EXERCISE REQUIREMENTS >> Pull out every line below that contains the string "rear", and copy each one in full. Case counts.
>> begin
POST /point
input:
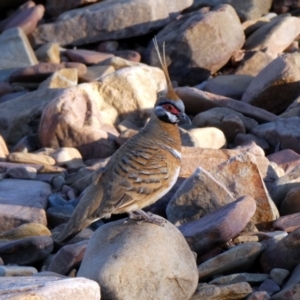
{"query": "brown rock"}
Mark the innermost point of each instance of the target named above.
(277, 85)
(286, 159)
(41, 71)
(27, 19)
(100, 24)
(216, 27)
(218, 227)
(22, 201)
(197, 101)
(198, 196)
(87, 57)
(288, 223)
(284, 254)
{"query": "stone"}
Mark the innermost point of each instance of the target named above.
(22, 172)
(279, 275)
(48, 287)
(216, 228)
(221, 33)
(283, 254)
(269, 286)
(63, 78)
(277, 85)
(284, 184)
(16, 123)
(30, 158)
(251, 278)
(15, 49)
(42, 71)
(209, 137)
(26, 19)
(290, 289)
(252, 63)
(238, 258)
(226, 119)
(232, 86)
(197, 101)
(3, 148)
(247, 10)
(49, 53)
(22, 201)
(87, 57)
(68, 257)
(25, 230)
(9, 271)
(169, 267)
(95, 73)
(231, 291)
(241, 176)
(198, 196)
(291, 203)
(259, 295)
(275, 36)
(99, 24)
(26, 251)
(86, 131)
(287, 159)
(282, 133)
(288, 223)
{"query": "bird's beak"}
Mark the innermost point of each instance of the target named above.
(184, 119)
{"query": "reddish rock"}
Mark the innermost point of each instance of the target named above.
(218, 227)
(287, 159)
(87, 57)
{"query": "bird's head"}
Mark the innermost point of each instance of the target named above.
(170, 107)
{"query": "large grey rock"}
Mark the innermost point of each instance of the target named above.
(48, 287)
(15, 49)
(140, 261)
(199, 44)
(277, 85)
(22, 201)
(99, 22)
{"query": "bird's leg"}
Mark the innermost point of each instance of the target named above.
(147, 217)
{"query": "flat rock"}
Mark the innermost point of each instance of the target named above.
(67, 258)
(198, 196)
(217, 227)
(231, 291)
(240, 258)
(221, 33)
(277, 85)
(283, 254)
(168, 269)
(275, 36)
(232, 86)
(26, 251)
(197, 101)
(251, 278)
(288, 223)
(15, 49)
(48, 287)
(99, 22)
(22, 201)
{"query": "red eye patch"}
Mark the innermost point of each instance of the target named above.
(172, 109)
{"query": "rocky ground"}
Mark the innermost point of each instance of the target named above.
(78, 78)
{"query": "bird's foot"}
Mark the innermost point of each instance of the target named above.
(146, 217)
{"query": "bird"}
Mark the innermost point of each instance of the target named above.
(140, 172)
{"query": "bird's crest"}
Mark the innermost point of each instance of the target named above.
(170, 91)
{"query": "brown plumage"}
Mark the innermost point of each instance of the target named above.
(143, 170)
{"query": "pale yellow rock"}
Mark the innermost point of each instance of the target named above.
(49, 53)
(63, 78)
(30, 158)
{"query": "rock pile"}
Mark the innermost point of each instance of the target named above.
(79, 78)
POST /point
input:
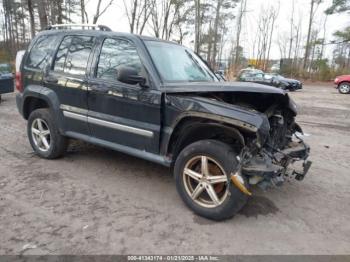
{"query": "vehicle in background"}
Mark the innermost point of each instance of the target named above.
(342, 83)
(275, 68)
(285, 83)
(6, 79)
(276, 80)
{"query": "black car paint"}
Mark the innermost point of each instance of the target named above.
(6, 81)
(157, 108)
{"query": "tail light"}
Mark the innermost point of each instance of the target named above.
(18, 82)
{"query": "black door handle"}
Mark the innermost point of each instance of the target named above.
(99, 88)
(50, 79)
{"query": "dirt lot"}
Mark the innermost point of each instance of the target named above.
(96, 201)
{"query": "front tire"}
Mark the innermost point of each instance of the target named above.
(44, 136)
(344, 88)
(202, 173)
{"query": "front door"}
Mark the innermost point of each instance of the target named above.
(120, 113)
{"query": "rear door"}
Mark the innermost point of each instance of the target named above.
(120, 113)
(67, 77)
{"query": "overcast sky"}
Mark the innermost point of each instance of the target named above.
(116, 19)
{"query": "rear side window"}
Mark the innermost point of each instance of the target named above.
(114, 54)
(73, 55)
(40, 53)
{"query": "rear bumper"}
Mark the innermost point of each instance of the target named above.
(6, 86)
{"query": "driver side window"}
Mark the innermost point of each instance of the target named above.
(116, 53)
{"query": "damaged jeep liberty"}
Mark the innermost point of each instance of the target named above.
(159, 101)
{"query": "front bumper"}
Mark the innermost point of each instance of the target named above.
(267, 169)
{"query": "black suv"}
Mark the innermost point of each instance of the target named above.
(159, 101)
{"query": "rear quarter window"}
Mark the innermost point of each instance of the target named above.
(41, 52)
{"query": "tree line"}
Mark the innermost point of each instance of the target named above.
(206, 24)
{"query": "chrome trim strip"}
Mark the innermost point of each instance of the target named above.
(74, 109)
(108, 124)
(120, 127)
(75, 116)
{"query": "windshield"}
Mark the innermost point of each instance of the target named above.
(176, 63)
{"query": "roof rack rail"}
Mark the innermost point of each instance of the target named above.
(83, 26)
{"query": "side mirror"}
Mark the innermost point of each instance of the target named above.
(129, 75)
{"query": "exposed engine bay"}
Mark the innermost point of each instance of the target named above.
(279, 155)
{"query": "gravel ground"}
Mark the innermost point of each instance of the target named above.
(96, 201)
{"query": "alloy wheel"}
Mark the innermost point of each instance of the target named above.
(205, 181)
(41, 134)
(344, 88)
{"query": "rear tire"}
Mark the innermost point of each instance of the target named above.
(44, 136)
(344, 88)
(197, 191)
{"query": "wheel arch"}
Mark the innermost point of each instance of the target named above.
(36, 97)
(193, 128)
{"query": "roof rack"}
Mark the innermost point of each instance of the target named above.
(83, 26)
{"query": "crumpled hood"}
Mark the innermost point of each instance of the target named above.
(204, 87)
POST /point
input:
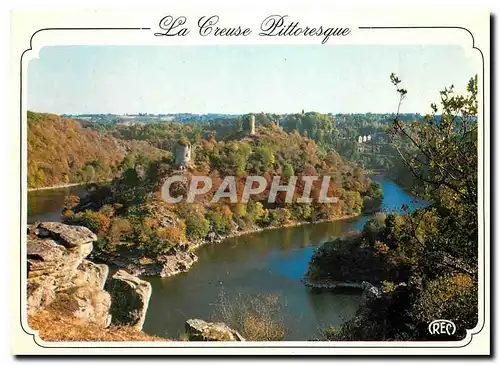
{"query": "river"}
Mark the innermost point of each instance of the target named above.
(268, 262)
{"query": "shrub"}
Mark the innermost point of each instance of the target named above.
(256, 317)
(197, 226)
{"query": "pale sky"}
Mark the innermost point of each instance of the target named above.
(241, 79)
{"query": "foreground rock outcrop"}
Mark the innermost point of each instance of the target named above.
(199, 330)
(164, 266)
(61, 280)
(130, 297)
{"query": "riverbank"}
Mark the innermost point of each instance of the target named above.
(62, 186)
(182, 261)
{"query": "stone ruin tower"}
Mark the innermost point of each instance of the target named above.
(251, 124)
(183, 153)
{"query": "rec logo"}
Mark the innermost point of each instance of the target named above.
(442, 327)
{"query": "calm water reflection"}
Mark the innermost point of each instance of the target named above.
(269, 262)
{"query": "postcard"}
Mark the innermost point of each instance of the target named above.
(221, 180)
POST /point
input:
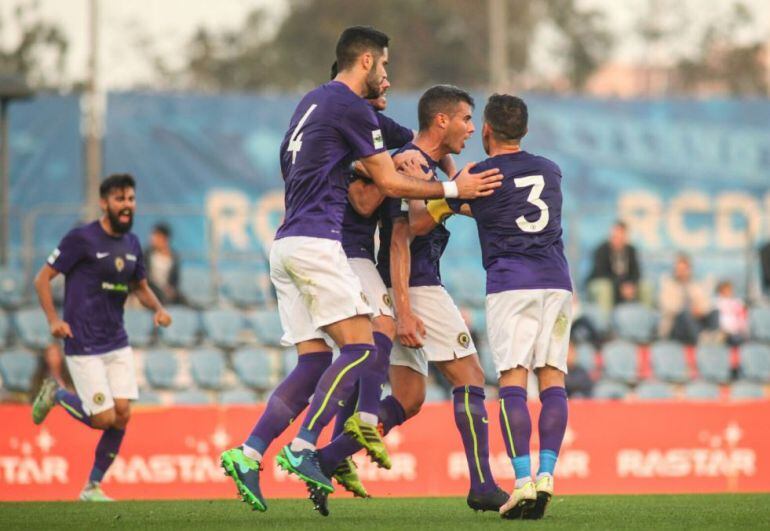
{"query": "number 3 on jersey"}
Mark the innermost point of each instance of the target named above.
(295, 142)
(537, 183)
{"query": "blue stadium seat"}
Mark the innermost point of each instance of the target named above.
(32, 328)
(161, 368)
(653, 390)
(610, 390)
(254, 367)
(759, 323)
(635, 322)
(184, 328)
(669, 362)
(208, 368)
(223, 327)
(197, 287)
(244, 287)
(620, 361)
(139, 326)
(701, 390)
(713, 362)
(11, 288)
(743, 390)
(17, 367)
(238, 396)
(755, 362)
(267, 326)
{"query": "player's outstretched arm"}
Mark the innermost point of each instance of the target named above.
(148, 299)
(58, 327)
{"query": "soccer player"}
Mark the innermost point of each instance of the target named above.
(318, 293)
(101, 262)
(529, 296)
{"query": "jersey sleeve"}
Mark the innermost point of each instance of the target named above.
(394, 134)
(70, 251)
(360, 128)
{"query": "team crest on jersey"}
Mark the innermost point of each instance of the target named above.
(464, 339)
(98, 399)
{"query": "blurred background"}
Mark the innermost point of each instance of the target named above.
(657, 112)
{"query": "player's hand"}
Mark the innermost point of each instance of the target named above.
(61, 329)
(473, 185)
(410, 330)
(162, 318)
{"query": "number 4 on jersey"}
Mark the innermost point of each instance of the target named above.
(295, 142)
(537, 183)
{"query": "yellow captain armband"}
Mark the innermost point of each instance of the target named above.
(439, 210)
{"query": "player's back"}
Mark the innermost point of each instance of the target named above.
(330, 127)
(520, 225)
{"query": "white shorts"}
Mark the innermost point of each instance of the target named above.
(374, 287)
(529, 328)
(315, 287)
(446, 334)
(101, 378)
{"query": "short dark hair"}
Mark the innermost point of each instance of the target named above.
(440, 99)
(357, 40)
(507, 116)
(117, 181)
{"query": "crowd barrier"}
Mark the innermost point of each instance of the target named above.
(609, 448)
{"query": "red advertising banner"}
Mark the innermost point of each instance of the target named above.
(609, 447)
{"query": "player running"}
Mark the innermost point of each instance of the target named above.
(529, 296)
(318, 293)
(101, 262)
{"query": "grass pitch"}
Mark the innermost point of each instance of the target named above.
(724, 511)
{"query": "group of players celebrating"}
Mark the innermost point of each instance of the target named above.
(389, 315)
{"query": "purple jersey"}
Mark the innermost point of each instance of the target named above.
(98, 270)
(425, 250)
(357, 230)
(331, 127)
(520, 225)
>> end
>> begin
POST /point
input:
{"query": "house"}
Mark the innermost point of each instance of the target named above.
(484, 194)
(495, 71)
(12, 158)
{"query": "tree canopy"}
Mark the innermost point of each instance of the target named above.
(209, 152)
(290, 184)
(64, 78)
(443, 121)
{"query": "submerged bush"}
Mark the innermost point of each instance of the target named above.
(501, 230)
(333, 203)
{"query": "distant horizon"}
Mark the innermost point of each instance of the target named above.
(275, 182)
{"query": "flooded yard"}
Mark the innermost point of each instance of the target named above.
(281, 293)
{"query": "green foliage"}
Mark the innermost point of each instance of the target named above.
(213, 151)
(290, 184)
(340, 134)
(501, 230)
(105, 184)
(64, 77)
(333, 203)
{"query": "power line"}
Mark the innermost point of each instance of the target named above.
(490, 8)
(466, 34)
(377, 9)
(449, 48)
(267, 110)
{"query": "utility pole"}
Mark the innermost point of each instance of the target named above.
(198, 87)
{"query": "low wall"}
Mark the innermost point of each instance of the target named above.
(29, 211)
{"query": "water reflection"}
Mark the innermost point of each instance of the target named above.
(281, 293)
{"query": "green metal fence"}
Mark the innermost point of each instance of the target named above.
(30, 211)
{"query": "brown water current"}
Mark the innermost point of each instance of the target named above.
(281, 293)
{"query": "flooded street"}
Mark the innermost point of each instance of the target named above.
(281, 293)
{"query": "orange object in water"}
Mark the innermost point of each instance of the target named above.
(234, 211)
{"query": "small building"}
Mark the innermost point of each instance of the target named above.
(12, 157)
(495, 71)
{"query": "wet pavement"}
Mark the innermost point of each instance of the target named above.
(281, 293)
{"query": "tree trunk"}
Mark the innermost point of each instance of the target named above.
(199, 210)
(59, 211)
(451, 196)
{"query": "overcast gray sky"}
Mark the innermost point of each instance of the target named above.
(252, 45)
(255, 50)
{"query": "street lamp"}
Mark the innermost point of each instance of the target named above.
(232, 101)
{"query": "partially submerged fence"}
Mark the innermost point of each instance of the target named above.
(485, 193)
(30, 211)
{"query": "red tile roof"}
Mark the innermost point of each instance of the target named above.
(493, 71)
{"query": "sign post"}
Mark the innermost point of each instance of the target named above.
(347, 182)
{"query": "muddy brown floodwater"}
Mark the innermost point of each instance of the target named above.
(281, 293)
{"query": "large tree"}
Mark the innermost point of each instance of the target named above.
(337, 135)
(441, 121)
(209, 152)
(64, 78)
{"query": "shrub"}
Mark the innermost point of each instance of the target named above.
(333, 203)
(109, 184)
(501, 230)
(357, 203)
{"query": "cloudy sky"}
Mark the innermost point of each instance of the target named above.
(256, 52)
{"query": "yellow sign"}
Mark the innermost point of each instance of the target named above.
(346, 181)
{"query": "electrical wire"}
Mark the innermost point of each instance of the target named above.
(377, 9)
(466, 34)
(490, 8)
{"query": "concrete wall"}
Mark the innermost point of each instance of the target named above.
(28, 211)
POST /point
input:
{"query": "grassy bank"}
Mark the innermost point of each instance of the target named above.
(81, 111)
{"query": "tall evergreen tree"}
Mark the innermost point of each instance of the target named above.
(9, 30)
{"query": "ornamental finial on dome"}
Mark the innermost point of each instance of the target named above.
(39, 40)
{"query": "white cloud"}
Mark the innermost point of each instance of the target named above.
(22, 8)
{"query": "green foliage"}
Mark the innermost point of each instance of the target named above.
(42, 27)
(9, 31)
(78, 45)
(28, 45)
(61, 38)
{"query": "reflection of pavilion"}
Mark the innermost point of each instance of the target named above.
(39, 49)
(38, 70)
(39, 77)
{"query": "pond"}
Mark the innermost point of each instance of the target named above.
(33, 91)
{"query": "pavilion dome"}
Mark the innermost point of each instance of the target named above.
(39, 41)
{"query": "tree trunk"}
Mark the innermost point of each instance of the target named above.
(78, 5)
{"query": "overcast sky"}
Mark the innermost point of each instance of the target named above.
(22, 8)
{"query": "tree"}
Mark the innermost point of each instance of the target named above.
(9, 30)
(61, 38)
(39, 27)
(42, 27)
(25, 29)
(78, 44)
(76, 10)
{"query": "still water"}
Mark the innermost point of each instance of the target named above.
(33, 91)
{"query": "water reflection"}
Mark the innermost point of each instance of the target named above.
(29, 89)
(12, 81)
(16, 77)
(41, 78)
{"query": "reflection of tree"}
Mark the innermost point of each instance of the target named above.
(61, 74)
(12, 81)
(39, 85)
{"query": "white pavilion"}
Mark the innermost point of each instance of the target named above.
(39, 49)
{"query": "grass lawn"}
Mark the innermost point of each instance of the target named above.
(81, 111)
>> end
SOLUTION BELOW >>
{"query": "rear door"}
{"query": "rear side window"}
{"query": "rear bumper"}
{"query": "rear quarter window"}
{"query": "rear tire"}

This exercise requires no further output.